Output the records exactly, every one of them.

== Data for analysis

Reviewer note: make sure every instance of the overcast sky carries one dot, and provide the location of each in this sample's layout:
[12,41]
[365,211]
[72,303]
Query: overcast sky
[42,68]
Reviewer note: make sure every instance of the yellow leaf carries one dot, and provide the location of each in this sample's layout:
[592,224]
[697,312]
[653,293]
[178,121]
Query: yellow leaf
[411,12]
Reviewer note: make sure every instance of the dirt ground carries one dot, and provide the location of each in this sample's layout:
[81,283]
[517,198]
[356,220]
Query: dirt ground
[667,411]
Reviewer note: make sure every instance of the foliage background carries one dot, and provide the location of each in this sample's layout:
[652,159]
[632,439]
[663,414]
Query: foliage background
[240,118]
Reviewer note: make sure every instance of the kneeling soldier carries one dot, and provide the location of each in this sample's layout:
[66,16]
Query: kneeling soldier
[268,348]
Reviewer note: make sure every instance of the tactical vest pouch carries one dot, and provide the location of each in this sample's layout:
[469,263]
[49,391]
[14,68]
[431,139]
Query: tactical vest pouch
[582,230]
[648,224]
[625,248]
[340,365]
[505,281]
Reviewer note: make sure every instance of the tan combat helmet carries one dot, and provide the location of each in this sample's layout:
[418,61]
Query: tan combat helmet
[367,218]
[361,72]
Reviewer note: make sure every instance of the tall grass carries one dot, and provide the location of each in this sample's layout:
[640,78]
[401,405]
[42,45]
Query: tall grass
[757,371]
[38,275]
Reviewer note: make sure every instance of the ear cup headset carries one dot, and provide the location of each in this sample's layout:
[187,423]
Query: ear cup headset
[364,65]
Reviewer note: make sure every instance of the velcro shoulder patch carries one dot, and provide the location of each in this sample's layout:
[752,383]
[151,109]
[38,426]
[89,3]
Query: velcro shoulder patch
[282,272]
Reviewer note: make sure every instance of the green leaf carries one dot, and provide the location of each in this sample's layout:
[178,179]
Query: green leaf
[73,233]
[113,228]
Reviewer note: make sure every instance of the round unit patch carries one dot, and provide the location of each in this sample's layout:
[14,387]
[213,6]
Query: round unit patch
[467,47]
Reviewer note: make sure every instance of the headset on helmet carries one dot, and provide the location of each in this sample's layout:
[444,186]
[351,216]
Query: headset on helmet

====

Task answer:
Reviewer note: make sure every instance of the overcast sky carries one dot, and provide the location of each in this sample's layout:
[12,41]
[365,211]
[72,303]
Query: overcast sky
[42,68]
Reviewer note: make sure every instance of the yellow leaf carries one dot, and provide the location of each in this sample's layout:
[592,224]
[697,312]
[653,293]
[178,121]
Query: yellow leaf
[411,12]
Reviewer note: make sure every instance of the dirt ground carries one dot, and provide the location of each in this sample's layout:
[81,283]
[517,198]
[356,220]
Query: dirt ground
[667,411]
Reviewer note: make sure every instance of the foliage background carries one dot, and provide the location of each in this sample's layout:
[652,159]
[632,439]
[663,414]
Query: foliage background
[240,118]
Reviewer note: make sure every instance of the kneeling soldier carries one dot, and provide the location of each in this sample's layout:
[66,16]
Query: kneeling soldier
[268,348]
Reviewer note: make sure every instance of the tactical vest pouch carries one dot, and provide the location of each in this sample's layout:
[469,263]
[49,391]
[14,68]
[431,139]
Query: tactical vest pouch
[582,230]
[648,224]
[625,248]
[340,365]
[505,281]
Reviewer note: make sure every instance of the tan combat helmet carries one dot, and provide the location of each in this sample's layout:
[418,61]
Query: tan combat helmet
[367,218]
[361,72]
Reviewer note: make sure every instance of the tall grass carries one dot, and provide the location of each in this sample's layout:
[640,78]
[401,405]
[42,45]
Query: tall grass
[757,371]
[38,275]
Reviewer note: make sure every instance of the ear cup headset carries one dot, and provide the location of each in this sample's layout:
[187,423]
Query: ear cup headset
[364,65]
Reviewer note: make sure every instance of the velcro shoulder patch carries one dot, and provide the location of each in this sample's layout:
[752,383]
[151,109]
[38,426]
[89,3]
Query: velcro shoulder patch
[282,272]
Reviewer note: make sure every instance of the green leaf carries one dot, and provide the location of each in this sample's layout:
[178,179]
Query: green leaf
[73,233]
[113,228]
Reviewer note: make sure every instance of the round unit patch carries one dot, and provide the location of each in this sample's layout:
[14,387]
[213,6]
Query: round unit patch
[467,47]
Reviewer note: make sure every instance of the headset on helmet carries one dot, and provide the location of each in this sample's layout:
[444,186]
[351,216]
Query: headset on helmet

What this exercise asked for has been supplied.